Extrait:
* * *

Les idées de Nietzsche que j'ai tenté ici de synthétiser au risque de les schématiser, me permirent à la fois de justifier les intuitions sur la liberté dont j'ai fait part dans les articles précédents et aussi de finaliser ma synthèse des apports des systèmes philosophiques concernant le problème du bien et du mal dans la perspective de la liberté en soi.

dimanche 22 mai 2016

LA LIBERTÉ (28) ET LE CHOIX ENTRE LE BIEN ET LE MAL


LES VALEURS DANS LA PHILOSOPHIE DE NIETZCHE

Nietzche va présenter une vision diamétralement opposée à celle des thèses platoniciennes pour qui le bien est préexistant dans l'homme. Selon ce philosophe, toutes les valeurs auxquelles on se réfère y compris ceux du bien et du mal ne sont que des "idoles" qu'il convient de désacraliser.

Dans la pensée aussi complexe et foisonnante de Nietzche, je citerai quelques-unes des thèses de ce philosophe concernant cette dénonciation des valeurs :

     - la démarche de Nietzsche part d'abord d'une idée fondamentale : derrière nos choix conscients se trouvent des arrière-mondes insondables que l'on peut indéfiniment explorer sans jamais trouver la lumière. ,

     - Par peur mais aussi par faiblesse,  les hommes ont inventé des valeurs qu'ils ont établies pour faire écran entre les choix conscients et ces arrière-mondes qui peuvent effrayer..

     - Ces valeurs englobent tous les domaines auxquels l’homme se réfère habituellement : valeurs métaphysiques et morales, préceptes religieux ou philosophiques, passé et avenir, sciences et, bien entendu, notion de bien et de mal : toutes ne servent qu'à masquer la seule chose qui soit avérée, le réel.

* * *

Lignes de données:
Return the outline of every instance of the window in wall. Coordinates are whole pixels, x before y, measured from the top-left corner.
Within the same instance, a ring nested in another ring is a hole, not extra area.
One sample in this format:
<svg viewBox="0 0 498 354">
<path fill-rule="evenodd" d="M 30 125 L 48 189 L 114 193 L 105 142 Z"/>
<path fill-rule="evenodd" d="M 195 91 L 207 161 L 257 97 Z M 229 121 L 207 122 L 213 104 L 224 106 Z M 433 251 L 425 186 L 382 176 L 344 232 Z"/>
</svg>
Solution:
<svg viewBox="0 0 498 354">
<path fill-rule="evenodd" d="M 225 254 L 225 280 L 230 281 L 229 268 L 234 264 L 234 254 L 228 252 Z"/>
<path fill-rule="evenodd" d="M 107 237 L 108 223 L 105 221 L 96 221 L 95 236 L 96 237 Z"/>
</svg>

* * *

Consigne:
Répondez aux questions suivantes à partir de l'extrait sur Nietzsche.
1. À quelles thèses la vision de Nietzsche est-elle diamétralement opposée ?
2. Pour quelles raisons les hommes ont-ils inventé des valeurs ?
3. Quelle est la seule chose avérée que toutes ces valeurs servent à masquer ?

Réponse rédigée:
1. La vision de Nietzsche est diamétralement opposée aux thèses platoniciennes, pour lesquelles le bien est préexistant dans l'homme.
2. Les hommes ont inventé des valeurs par peur, mais aussi par faiblesse.
3. La seule chose avérée que ces valeurs servent à masquer est le réel.